» **Exercise directions**: Convert the material from the line with "Can you find the pink" to the line with "pixel 360 63" into a two-column CSV headed text and answer. Give one row for each thing asked: the asked text in one quoted field and its reply in the other, with any line breaks turned into spaces.

Start of Task data

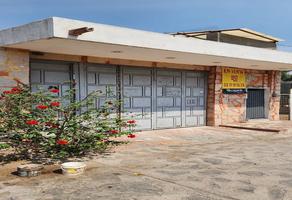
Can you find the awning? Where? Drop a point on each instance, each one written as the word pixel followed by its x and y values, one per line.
pixel 52 36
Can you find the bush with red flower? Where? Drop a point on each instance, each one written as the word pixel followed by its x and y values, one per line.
pixel 42 124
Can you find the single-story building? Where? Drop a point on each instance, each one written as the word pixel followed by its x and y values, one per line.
pixel 182 79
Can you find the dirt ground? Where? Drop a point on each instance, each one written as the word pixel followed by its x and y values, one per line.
pixel 190 164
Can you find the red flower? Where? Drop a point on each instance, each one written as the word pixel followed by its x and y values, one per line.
pixel 7 92
pixel 131 122
pixel 32 122
pixel 55 104
pixel 131 136
pixel 42 107
pixel 52 125
pixel 62 142
pixel 15 90
pixel 114 131
pixel 54 90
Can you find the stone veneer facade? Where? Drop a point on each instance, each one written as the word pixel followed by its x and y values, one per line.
pixel 14 66
pixel 221 108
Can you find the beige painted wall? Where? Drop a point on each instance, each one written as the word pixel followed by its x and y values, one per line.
pixel 14 66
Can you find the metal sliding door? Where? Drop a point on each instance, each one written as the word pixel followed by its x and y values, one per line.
pixel 168 99
pixel 137 95
pixel 158 98
pixel 49 75
pixel 195 100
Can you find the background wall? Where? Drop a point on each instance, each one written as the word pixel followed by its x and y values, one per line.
pixel 14 65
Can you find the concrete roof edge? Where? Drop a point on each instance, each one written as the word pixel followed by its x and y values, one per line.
pixel 36 30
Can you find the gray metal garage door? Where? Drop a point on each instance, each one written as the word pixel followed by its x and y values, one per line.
pixel 95 77
pixel 159 98
pixel 137 95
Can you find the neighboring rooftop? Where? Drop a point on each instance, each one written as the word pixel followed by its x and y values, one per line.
pixel 241 36
pixel 74 37
pixel 240 32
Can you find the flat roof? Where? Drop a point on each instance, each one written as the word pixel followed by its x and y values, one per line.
pixel 52 36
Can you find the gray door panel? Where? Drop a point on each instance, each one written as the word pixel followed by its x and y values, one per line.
pixel 137 95
pixel 101 78
pixel 168 99
pixel 195 99
pixel 159 98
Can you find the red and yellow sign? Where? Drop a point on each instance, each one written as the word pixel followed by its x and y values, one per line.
pixel 233 78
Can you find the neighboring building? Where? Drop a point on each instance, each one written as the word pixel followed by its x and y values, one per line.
pixel 172 81
pixel 241 36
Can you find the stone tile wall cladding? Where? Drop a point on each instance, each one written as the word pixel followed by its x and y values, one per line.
pixel 226 108
pixel 14 65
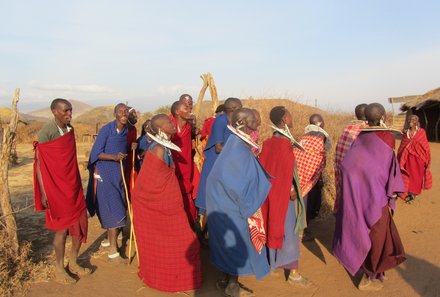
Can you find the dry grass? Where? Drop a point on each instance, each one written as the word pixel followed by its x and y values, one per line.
pixel 334 124
pixel 16 270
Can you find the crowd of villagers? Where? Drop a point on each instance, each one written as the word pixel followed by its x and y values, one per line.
pixel 250 204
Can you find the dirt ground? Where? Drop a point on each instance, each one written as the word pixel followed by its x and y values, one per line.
pixel 418 224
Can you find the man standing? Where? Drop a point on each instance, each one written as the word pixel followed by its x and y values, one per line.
pixel 351 132
pixel 105 192
pixel 169 252
pixel 283 210
pixel 58 188
pixel 311 163
pixel 183 160
pixel 130 162
pixel 414 158
pixel 216 141
pixel 365 234
pixel 236 188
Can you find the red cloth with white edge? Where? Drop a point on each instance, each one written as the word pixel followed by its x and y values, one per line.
pixel 186 171
pixel 414 157
pixel 311 162
pixel 62 184
pixel 169 252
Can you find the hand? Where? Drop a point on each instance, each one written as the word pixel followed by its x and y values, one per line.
pixel 120 156
pixel 293 193
pixel 44 200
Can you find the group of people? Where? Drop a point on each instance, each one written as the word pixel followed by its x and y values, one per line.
pixel 250 203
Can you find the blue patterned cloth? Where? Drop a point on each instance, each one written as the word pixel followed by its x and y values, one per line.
pixel 236 188
pixel 109 203
pixel 219 134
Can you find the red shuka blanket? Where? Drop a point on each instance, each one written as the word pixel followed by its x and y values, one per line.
pixel 169 252
pixel 185 167
pixel 61 181
pixel 130 173
pixel 414 157
pixel 311 162
pixel 275 207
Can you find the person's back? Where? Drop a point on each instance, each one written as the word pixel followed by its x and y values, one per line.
pixel 169 251
pixel 365 235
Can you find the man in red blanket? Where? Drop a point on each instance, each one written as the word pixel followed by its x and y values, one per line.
pixel 414 157
pixel 169 252
pixel 351 132
pixel 311 163
pixel 181 115
pixel 58 189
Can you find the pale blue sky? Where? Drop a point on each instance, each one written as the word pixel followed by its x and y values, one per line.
pixel 149 52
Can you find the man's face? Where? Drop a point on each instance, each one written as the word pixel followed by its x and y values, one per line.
pixel 132 117
pixel 287 119
pixel 168 127
pixel 63 113
pixel 121 115
pixel 413 121
pixel 184 112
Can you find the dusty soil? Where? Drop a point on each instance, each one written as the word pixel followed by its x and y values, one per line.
pixel 418 224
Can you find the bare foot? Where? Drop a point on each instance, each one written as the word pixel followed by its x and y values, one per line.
pixel 62 277
pixel 79 270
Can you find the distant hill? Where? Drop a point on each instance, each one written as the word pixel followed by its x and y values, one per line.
pixel 100 114
pixel 78 109
pixel 5 116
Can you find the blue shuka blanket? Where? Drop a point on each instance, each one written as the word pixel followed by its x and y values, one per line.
pixel 109 200
pixel 219 134
pixel 235 190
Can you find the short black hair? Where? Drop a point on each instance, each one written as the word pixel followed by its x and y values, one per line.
pixel 316 118
pixel 57 101
pixel 185 97
pixel 220 108
pixel 117 106
pixel 174 107
pixel 359 111
pixel 276 114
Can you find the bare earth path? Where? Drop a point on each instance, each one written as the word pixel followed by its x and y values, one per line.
pixel 418 224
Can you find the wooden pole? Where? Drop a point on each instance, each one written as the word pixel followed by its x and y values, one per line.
pixel 5 198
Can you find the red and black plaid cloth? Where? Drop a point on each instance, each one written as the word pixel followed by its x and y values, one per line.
pixel 169 252
pixel 351 132
pixel 311 162
pixel 257 231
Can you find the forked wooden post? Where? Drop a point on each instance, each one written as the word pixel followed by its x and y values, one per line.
pixel 7 213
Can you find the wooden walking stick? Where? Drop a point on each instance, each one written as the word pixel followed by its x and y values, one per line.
pixel 130 215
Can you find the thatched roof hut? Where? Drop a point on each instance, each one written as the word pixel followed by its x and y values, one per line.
pixel 426 107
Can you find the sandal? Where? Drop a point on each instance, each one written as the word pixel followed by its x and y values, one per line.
pixel 78 270
pixel 235 290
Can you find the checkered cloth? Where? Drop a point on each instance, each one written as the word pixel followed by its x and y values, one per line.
pixel 257 231
pixel 311 162
pixel 351 132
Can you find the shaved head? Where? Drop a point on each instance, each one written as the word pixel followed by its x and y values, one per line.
pixel 359 111
pixel 374 112
pixel 276 115
pixel 317 119
pixel 157 122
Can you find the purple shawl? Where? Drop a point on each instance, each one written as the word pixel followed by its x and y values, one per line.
pixel 370 176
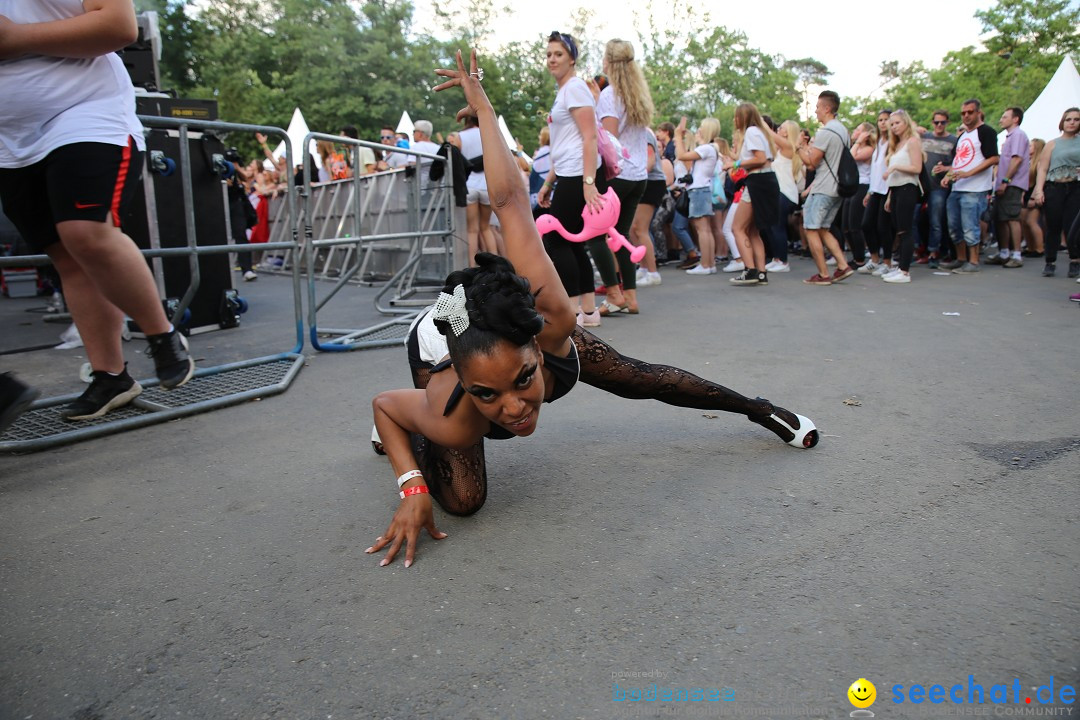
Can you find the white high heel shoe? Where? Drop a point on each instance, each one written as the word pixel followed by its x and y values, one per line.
pixel 806 436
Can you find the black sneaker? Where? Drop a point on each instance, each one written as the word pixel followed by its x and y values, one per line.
pixel 14 398
pixel 171 358
pixel 106 392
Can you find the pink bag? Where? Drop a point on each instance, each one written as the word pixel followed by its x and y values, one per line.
pixel 610 151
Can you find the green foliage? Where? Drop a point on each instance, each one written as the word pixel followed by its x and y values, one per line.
pixel 360 63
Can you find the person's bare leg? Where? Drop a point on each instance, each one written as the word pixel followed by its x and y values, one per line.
pixel 472 231
pixel 112 262
pixel 97 320
pixel 706 243
pixel 817 252
pixel 639 235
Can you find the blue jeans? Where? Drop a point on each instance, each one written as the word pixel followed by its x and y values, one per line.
pixel 935 218
pixel 680 226
pixel 963 209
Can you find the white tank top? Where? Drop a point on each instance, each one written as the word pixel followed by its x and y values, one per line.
pixel 46 103
pixel 898 178
pixel 782 166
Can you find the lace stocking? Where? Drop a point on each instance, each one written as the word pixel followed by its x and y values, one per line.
pixel 457 479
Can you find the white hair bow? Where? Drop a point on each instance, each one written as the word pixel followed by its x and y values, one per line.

End of Task data

» **Answer to this task**:
text,answer
"Can you find the pink bag? Where? Drop a point on each instance, each one written as the word pixel followed by its x and y values, one per line.","pixel 610 151"
"Can you find the green foliage? Where? Drop a point on each instance, each one written as the word pixel followed by its x and y values, one per line.","pixel 360 63"